Collection entries:
□ □ □ □ □ □ □

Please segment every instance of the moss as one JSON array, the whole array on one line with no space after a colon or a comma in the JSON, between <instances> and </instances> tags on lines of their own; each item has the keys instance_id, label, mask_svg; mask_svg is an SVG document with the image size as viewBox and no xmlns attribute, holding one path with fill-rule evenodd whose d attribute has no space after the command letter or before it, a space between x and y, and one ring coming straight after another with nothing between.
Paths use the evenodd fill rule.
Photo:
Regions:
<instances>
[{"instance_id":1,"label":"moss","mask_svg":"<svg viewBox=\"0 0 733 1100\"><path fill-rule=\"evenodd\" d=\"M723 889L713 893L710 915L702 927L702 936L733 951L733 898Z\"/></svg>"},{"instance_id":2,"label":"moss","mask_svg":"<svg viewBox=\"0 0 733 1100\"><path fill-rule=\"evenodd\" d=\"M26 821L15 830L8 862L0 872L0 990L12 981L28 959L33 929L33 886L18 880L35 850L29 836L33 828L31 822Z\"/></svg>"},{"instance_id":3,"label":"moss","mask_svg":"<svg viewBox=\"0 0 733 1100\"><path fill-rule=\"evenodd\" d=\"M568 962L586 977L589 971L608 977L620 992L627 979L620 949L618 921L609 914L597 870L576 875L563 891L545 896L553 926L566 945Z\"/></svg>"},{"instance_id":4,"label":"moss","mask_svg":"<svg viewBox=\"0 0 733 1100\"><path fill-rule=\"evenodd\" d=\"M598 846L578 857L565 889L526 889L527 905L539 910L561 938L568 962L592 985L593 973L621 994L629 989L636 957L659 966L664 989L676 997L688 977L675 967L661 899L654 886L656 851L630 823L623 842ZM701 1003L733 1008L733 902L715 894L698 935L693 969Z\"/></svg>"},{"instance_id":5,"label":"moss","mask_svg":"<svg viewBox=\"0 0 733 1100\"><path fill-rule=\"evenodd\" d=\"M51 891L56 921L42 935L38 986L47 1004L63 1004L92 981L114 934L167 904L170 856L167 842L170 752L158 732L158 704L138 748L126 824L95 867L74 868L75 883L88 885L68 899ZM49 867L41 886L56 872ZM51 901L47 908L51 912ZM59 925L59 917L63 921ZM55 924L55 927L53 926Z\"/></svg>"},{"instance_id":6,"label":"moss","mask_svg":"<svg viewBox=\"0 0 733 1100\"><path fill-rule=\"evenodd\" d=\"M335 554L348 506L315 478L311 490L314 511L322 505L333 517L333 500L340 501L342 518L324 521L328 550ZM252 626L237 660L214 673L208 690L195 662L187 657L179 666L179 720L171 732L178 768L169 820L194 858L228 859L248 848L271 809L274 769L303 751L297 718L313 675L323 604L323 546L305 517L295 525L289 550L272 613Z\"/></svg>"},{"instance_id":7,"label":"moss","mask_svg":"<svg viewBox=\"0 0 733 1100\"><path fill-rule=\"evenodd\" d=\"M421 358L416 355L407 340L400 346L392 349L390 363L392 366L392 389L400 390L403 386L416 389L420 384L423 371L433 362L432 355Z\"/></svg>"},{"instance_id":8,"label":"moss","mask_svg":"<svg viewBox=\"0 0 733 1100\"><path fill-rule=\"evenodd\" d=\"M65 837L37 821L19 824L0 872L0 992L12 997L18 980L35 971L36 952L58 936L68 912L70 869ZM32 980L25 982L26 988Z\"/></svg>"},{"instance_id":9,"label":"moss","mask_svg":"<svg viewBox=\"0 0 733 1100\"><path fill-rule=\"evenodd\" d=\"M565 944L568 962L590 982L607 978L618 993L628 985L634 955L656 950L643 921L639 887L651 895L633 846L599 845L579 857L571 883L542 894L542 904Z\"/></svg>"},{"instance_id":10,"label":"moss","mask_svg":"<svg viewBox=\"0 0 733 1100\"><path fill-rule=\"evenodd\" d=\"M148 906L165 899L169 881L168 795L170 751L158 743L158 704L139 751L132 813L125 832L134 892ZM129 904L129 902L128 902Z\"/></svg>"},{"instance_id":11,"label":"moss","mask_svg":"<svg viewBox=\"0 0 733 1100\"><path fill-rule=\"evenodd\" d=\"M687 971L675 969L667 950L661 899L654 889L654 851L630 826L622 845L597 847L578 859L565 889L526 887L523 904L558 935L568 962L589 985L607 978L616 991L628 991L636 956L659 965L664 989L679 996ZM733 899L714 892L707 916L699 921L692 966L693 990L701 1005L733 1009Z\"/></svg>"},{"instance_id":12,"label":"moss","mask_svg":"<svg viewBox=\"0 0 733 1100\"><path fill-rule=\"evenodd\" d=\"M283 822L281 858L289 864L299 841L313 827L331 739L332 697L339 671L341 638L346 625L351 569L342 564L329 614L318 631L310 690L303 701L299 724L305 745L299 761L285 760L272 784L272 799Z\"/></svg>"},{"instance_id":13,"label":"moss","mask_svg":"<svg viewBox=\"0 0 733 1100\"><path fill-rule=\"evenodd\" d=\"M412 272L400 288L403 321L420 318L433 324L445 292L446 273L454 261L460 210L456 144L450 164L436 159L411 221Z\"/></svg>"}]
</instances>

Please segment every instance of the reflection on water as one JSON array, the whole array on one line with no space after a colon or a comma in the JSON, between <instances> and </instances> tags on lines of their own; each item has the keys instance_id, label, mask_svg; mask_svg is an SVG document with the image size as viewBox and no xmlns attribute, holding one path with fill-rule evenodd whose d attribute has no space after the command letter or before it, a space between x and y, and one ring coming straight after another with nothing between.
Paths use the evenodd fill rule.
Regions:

□ □ □ □ □ □ □

WHAT TO DO.
Set down, exactly and in full, the lines from the one containing "Please segment every instance of the reflection" through the end of the entries; no other line belongs.

EXERCISE RESPONSE.
Please segment every instance of the reflection on water as one JSON array, the whole array on one line with no space after a colon or a comma in the JSON, between <instances> and </instances> tags on lines of their own; each item has the keys instance_id, label, mask_svg; mask_svg is an SVG document with the image size as viewBox and no xmlns attribute, holding one path with fill-rule evenodd whose d attribute has no space after the command letter or before it, a space between x and y, and one ring coming straight after another with nothing between.
Paths use the evenodd fill rule.
Regions:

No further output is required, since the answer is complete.